** PASSAGE **
○ ○ ○

Chapter 9
The Ironic Holy Grail of Risk

Why Control What Your Brain Depends On?

If a data source held valuable information, why would you want to limit your access to it? If information that you needed was there for the taking, why would you try to suppress it? If the same information served as a vital entity in your brain, wouldn’t you want to know about it? If we have to have a feeling to see, to know, and to decide, how can controlling feelings be beneficial?

But yet the manta drones on: “control your emotions, control your emotions, and control your emotions …”

In and of itself, even the mantra lacks any real objective perception. Really now, can an emotion alone do anything? And I do mean any “thing”? Can an emotion enter an order to buy 5,000 SPYs? Can a feeling alone sell an entire portfolio at the low of the day, month, or even bear market cycle?

An emotion alone never lost a dime!

In order for anything to happen, one’s physical body has to move even if it is only to type a few strokes on a keyboard. We used to need to call a broker who called the floor. So we used to have to exert more physical energy, in the form of picking up the phone and moving our jaw, than we generally do now. Regardless, our bodies have to move for something to happen. Bodies moving equate to action, and actions or taking action is the only thing that logically and literally needs to be controlled.

Somehow, somewhere, the thinkers of the ages failed to notice that feeling something and doing something truly are two separate psychological events. Yes, emotions do tend to have an urgency to them—they make us feel as if we want to act. But does wanting to act mean we have to act? Are they the same? Given that we can all learn to feel something without doing anything about it and given that we all learned many of those lessons just to get to adulthood, when exactly does the supposed re-merger of emotions and actions occur?

It doesn’t matter what the feeling is (fear, frustration, hurt, anger, joy), all of them can be felt, examined, described, and understood without an action—or really without an “acting out” ever taking place.

While the role of emotions has been debated at least since the Ancient Greeks, we really do need to ask ourselves how we continue to mistakenly combine feeling and acting into one event? They are two and one—the emotion—doesn’t automatically mean the second—an action.

A Coherent Theory Proposal for Behavioral Economics

Critics and proponents alike will say that the observations of our behavior gives us just that, a set of observations; but that behavioral economics or behavioral finance, the compendium of observations of our purported irrationality, lacks a coherent theory. And it does. For the same reasons we have been discussing—the dismissal of emotion in deference to the other psychological phenomena of thinking and acting.

If you have to have a feeling to make a decision, then all decisions have a feeling fueling them—it is as simple as that.

This acceptance of the idea of the essential context of emotion—the eC, if you will—offers a satisfying explanation for the perceived irrational behaviors listed in the compendium of the field of behavioral finance. Framing, priming, and antecedent events induce certain feelings and it is those feelings, now unconscious to most of us, that steer decisions and behavior. By systematically subjugating feelings and emotions to the other psychological categories of cognition and behavior, we miss their critical messages.

Damasio and his co-researchers were among the first recent thinkers to notice this when he wrote, “I now turn to emotion and feeling, central aspects of biological regulation, to suggest that they provide the bridge between rational and non-rational processes.”

○ ○ ○

** THE DATA **
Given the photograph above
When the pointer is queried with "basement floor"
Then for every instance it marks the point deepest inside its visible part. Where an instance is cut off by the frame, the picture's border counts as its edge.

○ ○ ○

** ASSIGNMENT **
List the feelings that the chapter on emotion and risk names in parentheses after the words "It doesn't matter what the feeling is".

** EXERCISE SOLUTION **
fear, frustration, hurt, anger, joy